++++ SUPPLIED TEXT ++++

I suppose that styles of pleading may differ, and that Mr. Lakha has developed a circumspect precedent, which may have seen him through many case of resulting trust. But on referring to Atkin’s Court Forms Second EditionVol 41 at precedent 18 there is an “Indorsement on Writ of a claim for declaration of trust: resulting trust.” It describes the plaintiff’s claim as a trustee of the property asking for a declaration for the property now standing in the name of the defendant and the plaintiff is held on trust for the plaintiff absolutely. Precedent 19 is an endorsement of a claim by beneficiaries. Precedent 22 is an endorsement by a beneficiary to set aside a gift to a trustee on grounds of undue influence. So far it is necessary only to allege the trust exists. Then turning to the precedents of a statement of a claim, in the case, for instance, of a joint purchase, it is suggested that it should be asserted that the shares have belonged beneficially to the plaintiff and that the defendant had refused to transfer the shares into the sole name of the plaintiff. It is when one gets to precedent 38, when it comes to denying a resulting trust, then the defendant raises the presumption of advancement, as for instance by saying the transfer of shares into the joint names of the plaintiff and defendant was a gift to the defendant, and the defendant denies that the shares belong beneficially to the plaintiff alone, but admits that he has refused to transfer to the plaintiff at his request.

++++ RECORDS PROVIDED ++++

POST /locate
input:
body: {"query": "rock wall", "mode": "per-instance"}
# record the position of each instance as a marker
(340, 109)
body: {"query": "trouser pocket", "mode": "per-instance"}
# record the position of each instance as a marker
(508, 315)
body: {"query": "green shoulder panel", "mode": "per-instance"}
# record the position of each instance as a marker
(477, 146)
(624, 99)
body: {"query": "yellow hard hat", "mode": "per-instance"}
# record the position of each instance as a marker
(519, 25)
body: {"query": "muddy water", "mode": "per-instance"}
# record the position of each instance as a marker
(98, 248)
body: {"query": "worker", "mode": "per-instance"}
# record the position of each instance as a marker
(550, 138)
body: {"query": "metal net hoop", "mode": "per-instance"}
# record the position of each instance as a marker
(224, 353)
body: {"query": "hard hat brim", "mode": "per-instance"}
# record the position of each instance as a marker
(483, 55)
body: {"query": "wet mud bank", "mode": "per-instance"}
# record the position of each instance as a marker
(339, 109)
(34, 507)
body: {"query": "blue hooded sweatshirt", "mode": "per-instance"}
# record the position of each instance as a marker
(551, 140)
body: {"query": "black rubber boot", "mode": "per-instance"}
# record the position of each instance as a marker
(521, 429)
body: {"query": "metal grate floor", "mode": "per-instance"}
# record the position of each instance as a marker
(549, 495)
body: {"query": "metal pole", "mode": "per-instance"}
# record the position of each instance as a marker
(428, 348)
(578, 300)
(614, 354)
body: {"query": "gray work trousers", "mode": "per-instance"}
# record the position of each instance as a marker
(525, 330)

++++

## SET EXERCISE
List every precedent number from Atkin's Court Forms that the passage on pleading resulting trusts refers to.

## SOLUTION FOR THIS TASK
18, 19, 22, 38